Required work
Scale the material starting with the line that contains "Please identify the metal" and going on through the line that contains "<point>643,1041</point>". Write out every one of those lines again with its wording unchanged, but multiply each coordinate by 1.9 and round it to a whole number, rounding halves up, and give only those lines.

--- start Extracted material ---

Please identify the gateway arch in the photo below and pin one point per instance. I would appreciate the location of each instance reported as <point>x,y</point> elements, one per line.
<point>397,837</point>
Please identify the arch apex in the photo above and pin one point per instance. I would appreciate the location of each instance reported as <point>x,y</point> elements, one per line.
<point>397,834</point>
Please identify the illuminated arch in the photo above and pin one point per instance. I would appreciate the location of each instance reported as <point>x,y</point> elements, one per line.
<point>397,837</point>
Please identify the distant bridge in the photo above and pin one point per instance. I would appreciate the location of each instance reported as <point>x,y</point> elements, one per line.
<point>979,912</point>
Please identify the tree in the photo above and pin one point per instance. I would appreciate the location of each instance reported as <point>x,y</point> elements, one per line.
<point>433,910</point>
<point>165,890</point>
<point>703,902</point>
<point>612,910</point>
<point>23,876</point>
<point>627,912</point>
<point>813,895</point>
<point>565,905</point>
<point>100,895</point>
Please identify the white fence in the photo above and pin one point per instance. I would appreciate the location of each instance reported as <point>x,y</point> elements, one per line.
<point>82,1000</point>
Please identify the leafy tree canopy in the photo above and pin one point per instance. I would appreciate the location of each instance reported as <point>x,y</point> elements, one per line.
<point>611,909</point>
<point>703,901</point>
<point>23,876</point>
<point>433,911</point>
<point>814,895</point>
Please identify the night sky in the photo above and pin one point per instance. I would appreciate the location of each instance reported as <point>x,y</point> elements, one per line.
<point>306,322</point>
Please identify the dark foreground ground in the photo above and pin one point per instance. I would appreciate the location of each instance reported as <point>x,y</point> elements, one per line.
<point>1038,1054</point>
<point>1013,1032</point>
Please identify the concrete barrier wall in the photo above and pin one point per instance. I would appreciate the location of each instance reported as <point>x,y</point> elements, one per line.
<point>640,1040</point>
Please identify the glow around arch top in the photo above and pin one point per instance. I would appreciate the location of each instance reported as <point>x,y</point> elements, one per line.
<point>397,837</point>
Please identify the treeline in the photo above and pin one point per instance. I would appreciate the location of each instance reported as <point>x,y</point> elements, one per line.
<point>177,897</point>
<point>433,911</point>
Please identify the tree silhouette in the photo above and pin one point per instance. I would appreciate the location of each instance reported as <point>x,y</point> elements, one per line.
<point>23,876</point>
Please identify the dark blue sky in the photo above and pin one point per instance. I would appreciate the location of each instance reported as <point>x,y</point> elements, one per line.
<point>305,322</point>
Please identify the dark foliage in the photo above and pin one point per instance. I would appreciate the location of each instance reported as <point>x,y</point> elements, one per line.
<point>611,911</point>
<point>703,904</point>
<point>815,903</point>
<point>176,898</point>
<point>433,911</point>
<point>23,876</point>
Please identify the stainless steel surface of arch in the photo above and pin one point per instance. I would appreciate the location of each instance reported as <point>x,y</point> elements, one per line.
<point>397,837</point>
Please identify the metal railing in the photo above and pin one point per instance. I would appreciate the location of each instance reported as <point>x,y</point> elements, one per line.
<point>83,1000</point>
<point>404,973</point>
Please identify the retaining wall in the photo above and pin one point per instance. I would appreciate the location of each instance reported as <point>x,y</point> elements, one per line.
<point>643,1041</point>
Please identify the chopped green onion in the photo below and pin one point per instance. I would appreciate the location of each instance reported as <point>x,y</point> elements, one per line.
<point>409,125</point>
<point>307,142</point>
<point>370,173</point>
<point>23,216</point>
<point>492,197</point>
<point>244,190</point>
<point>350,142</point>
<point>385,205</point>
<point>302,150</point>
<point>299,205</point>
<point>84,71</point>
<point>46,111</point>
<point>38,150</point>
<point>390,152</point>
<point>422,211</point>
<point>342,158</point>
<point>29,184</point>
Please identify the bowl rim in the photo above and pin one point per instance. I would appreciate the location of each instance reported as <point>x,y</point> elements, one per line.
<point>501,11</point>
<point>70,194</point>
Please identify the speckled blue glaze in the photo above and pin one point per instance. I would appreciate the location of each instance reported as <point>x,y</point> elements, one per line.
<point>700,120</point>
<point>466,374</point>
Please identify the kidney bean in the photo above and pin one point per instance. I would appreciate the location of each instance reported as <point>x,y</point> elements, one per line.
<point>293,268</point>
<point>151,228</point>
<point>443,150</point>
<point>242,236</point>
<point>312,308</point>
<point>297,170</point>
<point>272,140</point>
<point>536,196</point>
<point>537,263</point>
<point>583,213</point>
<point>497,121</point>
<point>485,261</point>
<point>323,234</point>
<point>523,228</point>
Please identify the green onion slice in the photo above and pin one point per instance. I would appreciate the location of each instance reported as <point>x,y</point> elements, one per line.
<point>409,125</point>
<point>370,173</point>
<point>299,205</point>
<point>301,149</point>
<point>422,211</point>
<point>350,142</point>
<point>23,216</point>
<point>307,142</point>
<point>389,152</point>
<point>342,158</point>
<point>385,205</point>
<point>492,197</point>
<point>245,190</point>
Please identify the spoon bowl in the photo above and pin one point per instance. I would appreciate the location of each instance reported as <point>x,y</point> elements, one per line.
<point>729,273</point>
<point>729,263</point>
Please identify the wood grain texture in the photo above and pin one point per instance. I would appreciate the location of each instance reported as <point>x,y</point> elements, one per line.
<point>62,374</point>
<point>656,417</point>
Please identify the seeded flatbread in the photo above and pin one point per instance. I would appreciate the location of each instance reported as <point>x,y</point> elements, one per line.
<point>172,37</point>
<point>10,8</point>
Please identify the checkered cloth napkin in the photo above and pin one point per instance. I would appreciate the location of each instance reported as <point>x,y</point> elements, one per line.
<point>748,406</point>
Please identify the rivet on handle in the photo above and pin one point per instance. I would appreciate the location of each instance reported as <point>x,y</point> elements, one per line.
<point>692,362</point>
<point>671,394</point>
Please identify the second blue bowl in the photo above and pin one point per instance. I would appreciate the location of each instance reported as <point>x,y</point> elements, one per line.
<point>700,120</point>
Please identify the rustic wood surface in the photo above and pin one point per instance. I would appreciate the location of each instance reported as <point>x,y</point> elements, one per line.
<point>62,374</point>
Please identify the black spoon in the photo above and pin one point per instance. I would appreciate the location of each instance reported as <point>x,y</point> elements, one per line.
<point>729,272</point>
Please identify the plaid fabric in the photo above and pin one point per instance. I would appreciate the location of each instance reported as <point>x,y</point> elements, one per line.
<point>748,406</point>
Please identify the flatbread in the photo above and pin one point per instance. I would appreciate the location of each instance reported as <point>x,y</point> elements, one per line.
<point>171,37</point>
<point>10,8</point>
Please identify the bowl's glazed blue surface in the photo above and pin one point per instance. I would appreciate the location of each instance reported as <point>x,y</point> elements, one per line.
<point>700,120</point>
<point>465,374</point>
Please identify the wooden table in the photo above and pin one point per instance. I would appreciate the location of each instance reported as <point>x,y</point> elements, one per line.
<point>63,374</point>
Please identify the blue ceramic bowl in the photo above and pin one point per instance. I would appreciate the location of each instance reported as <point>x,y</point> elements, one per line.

--- end Extracted material ---

Expected answer
Please identify the metal railing in the photo above and pin one point per instance. I would appreciate the location of each instance reported as <point>x,y</point> elements, one per line.
<point>158,1900</point>
<point>768,1849</point>
Please identify the retaining wall in the photo above and pin one point per instance. I would appreciate the location of each instance reported as <point>x,y</point> elements, one per line.
<point>1222,1978</point>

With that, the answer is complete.